## Text shown
Discussion about performance of OOP in Fortran

Continuation of the discussion: Fortran Arrays in C++ - #17 by gronki

@PierU @Beliavsky @certik I continue here our discussion regarding pros/cons of OOP in Fortran.

I do not think @PierU implementation is easy to understand, quite the contrary. I can sacrifice fraction of a second on a heavy operation if that makes the interface simpler and helps to avoid an error. But again, it is really a matter of preference, and while I see that approach as worse, many people seem to prefer that straightforward style.

Certainly it will not be any faster, just less practical.

Regarding using optional arguments for subroutines with many parameters as @Beliavsky sugested, I agree. But I still think that the approach where we may use the derived type as an input to computation routine as its configuration is a good pattern. Additionally, it provides a great way to handle default values of parameters, and can be elegantly used with namelists to input/write the configuration. (Convolution example is perhaps a bit too simple to illustrate that.) This of course only makes sense for small scalars since the values need to be copied into the derived type. And OOP is basically just wraps function pointers to be invisible to a user, and allows implementing a strategy pattern.

I do not think OOP is the reason for the difference between Fortran and C++ here, since my C++ code is a direct translation of Fortran code and is also using virtual methods and inheritance to implement different convolution strategies. To be honest, the difference is only 15% and in the case of one compiler, yet I still think something can be learned.

## Extracted information
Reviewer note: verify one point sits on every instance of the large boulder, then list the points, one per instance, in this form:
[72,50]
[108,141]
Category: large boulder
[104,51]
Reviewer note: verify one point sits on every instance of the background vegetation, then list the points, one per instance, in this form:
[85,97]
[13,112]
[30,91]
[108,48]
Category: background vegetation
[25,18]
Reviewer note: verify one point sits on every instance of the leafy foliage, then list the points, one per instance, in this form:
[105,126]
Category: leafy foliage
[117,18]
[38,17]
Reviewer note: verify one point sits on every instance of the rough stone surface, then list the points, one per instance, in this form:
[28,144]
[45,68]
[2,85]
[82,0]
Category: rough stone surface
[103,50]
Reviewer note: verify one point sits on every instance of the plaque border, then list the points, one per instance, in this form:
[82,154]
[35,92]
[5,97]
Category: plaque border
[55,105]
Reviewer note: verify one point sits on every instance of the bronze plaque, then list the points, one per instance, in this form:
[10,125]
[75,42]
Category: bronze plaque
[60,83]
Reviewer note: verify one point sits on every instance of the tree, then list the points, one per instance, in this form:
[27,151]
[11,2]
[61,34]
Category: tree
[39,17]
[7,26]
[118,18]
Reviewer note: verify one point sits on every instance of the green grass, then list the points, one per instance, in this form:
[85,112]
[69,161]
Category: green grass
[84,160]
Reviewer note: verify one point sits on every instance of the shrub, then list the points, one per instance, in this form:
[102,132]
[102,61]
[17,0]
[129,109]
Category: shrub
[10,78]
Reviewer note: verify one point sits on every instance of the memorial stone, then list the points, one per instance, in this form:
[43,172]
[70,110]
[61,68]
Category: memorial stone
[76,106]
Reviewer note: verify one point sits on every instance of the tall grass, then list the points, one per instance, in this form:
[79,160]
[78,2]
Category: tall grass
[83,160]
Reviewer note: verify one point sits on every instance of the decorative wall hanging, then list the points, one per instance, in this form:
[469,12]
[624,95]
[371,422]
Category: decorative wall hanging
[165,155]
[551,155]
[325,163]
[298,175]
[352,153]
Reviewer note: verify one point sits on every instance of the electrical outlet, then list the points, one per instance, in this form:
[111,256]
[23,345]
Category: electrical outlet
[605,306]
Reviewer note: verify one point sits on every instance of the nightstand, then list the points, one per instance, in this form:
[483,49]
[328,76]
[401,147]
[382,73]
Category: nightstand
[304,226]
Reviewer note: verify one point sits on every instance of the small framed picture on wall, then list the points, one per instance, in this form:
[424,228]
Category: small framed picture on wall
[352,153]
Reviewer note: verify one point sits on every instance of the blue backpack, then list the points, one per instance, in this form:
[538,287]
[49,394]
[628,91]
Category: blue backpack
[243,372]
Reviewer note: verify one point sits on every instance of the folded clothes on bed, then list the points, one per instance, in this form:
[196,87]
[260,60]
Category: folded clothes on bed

## Exercise tasks
(a) In the Fortran OOP post, how large is the performance difference between the Fortran and C++ code?
(b) Print the stretch of the Fortran OOP post from "Continuation of the" through "just less practical.".
(c) Carry on the Fortran OOP post from the point where it stops.

## The responses
(a) Only 15%, and only with one compiler.

(b)
Continuation of the discussion: Fortran Arrays in C++ - #17 by gronki

@PierU @Beliavsky @certik I continue here our discussion regarding pros/cons of OOP in Fortran.

I do not think @PierU implementation is easy to understand, quite the contrary. I can sacrifice fraction of a second on a heavy operation if that makes the interface simpler and helps to avoid an error. But again, it is really a matter of preference, and while I see that approach as worse, many people seem to prefer that straightforward style.

Certainly it will not be any faster, just less practical.

(c)
1 Like

For heavy OOP codes I usually prefer C++ to Fortran. The syntax is simpler / shorter, and C++ usually delivers decent performance for OOP.

I agree that derived types / structs are sometimes useful to lump arguments together.

Regarding general OOP vs procedure/direct style, it’s a matter of preference. Both are tools that you can use. Usually a progression of a programmer is to start with procedural style; then learn OOP and use it everywhere; finally the last step is to realize that the procedural style is actually simply better in many cases, all things considered. This is true for both Fortran and C++. This is, btw, why some very experienced programmers often just use C.

7 Likes

I really like OOP in Fortran, (I use mostly the strategy design pattern in cases like: yaeos/src/models/residual_helmholtz/cubic/generic_cubic.f90 at main · ipqa-research/yaeos · GitHub), I think it helps a lot in cases when there is a need for heavy flexibility (for example, working with different mathematical models that have a similar interface but different behaviours). But, as time passed on I’m slowly migrating to using more and more the basic types of Fortran and just using OOP to wrap a bit those basic subroutines. This helps a lot to keep the strictly mathematical part of the code as just math, so it is a bit simpler to understand with a quick glace and probably easier for the compiler to optimize (I assume). I think a good middle-ground is keeping the number crunching part with basic intrinsic types (even if the number of arguments gets a bit ugly), and wrapping them with OOP to provide a nice high level interface.

In the case of convolution (area outside of my knowledge) if I compare PierU implementation and the one on the repo, I see the OOP implementation extremely convoluted and really hard to follow, feels a bit like Hello World Enterprise Edition · GitHub, but maybe I’m missing something since is not my area of knowledge. I think that it is important to always keep in mind when each kind of methodology (OOP or procedural) is the best one.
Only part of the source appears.